## Task to complete:
Please give again, exactly and only, the stretch of lines from the one containing "The locator SHOULD return, for each instance of the horse's hoof" to the end of the entries below.

+++ Listed records

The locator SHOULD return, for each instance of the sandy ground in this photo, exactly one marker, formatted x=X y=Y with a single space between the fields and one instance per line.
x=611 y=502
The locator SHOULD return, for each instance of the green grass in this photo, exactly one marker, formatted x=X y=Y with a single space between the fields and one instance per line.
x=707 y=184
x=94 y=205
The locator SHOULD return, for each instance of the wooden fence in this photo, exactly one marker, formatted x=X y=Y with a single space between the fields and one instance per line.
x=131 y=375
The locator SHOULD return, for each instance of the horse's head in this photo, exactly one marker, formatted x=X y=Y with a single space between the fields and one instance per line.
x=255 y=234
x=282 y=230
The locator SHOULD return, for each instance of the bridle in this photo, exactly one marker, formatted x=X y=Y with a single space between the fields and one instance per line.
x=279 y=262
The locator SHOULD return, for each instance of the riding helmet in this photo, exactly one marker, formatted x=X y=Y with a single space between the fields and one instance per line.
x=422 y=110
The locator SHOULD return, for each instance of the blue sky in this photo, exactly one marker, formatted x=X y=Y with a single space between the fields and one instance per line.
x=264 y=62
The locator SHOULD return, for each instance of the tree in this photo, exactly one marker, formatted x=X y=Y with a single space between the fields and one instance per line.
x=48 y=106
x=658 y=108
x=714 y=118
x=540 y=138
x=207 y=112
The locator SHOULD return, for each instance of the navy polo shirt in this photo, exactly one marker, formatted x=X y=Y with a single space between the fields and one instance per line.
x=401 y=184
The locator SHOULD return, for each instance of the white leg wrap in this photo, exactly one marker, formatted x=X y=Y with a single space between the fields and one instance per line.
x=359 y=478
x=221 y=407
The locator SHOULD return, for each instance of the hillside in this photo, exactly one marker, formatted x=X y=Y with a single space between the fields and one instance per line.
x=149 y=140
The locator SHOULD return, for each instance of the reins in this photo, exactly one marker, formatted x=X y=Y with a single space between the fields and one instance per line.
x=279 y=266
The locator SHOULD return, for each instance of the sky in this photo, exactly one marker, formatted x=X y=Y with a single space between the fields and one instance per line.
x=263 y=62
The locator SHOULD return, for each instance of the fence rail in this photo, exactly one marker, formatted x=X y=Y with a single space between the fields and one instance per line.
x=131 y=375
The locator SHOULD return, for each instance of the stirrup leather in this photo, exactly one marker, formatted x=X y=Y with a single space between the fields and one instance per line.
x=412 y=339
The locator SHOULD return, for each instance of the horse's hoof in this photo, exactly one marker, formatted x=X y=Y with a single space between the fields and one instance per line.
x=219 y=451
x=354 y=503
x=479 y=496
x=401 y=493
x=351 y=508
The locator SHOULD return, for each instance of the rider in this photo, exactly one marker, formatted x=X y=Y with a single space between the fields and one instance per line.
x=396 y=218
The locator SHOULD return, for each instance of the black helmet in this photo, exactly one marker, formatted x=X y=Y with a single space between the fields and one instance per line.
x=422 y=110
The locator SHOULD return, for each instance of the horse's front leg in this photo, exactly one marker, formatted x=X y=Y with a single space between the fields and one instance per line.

++++++

## Problem solution:
The locator SHOULD return, for each instance of the horse's hoof in this photo, exactly one marker, formatted x=X y=Y with a single space between the fields and one instance per line.
x=219 y=451
x=354 y=503
x=479 y=496
x=401 y=493
x=351 y=508
The locator SHOULD return, for each instance of the rider in this photo, exactly one marker, formatted x=X y=Y with a single space between the fields and one instance per line.
x=396 y=218
The locator SHOULD return, for each instance of the black helmet in this photo, exactly one marker, formatted x=X y=Y with a single space between the fields and one instance per line.
x=422 y=110
The locator SHOULD return, for each instance of the horse's front leg in this photo, exactly one marker, formatted x=X y=Y with a single space between the fields and one instance per line.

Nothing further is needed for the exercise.